Requisitos del ejercicio:
Presenta como tabla Markdown, con las columnas Fila y Línea, el tramo de los registros que va desde la línea que contiene "Detect stone block" hasta la que contiene "[86, 0, 244, 81]", ambas incluidas. Omite las líneas en blanco.

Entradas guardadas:
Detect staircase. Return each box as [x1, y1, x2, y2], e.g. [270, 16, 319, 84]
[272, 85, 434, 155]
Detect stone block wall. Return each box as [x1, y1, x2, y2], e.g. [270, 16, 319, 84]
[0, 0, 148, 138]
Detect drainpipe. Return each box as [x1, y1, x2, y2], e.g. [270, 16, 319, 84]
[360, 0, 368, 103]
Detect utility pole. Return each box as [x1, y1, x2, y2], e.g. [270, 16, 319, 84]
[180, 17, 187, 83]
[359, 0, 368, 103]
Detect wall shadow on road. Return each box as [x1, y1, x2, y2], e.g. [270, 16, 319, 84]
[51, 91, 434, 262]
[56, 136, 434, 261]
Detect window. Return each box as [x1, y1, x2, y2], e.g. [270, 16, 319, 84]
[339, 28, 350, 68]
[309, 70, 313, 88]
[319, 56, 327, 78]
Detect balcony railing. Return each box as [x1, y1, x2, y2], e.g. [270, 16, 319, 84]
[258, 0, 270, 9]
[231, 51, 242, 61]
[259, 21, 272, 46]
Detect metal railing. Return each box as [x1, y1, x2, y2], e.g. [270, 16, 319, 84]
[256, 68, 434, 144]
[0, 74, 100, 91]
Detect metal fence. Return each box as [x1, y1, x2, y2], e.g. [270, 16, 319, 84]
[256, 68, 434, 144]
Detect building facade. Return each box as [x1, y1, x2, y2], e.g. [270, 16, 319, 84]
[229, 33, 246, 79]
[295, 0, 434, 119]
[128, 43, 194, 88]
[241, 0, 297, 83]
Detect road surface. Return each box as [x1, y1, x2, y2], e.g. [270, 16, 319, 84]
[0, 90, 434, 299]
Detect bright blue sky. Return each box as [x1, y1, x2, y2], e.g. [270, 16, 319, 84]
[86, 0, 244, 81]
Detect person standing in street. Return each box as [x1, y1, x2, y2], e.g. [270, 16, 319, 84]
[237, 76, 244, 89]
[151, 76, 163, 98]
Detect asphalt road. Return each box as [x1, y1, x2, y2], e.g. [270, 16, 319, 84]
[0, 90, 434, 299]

En respuesta:
| Fila | Línea |
|---|---|
| 1 | Detect stone block wall. Return each box as [x1, y1, x2, y2], e.g. [270, 16, 319, 84] |
| 2 | [0, 0, 148, 138] |
| 3 | Detect drainpipe. Return each box as [x1, y1, x2, y2], e.g. [270, 16, 319, 84] |
| 4 | [360, 0, 368, 103] |
| 5 | Detect utility pole. Return each box as [x1, y1, x2, y2], e.g. [270, 16, 319, 84] |
| 6 | [180, 17, 187, 83] |
| 7 | [359, 0, 368, 103] |
| 8 | Detect wall shadow on road. Return each box as [x1, y1, x2, y2], e.g. [270, 16, 319, 84] |
| 9 | [51, 91, 434, 262] |
| 10 | [56, 136, 434, 261] |
| 11 | Detect window. Return each box as [x1, y1, x2, y2], e.g. [270, 16, 319, 84] |
| 12 | [339, 28, 350, 68] |
| 13 | [309, 70, 313, 88] |
| 14 | [319, 56, 327, 78] |
| 15 | Detect balcony railing. Return each box as [x1, y1, x2, y2], e.g. [270, 16, 319, 84] |
| 16 | [258, 0, 270, 9] |
| 17 | [231, 51, 242, 61] |
| 18 | [259, 21, 272, 46] |
| 19 | Detect metal railing. Return each box as [x1, y1, x2, y2], e.g. [270, 16, 319, 84] |
| 20 | [256, 68, 434, 144] |
| 21 | [0, 74, 100, 91] |
| 22 | Detect metal fence. Return each box as [x1, y1, x2, y2], e.g. [270, 16, 319, 84] |
| 23 | [256, 68, 434, 144] |
| 24 | Detect building facade. Return each box as [x1, y1, x2, y2], e.g. [270, 16, 319, 84] |
| 25 | [229, 33, 246, 79] |
| 26 | [295, 0, 434, 119] |
| 27 | [128, 43, 194, 88] |
| 28 | [241, 0, 297, 83] |
| 29 | Detect road surface. Return each box as [x1, y1, x2, y2], e.g. [270, 16, 319, 84] |
| 30 | [0, 90, 434, 299] |
| 31 | Detect bright blue sky. Return each box as [x1, y1, x2, y2], e.g. [270, 16, 319, 84] |
| 32 | [86, 0, 244, 81] |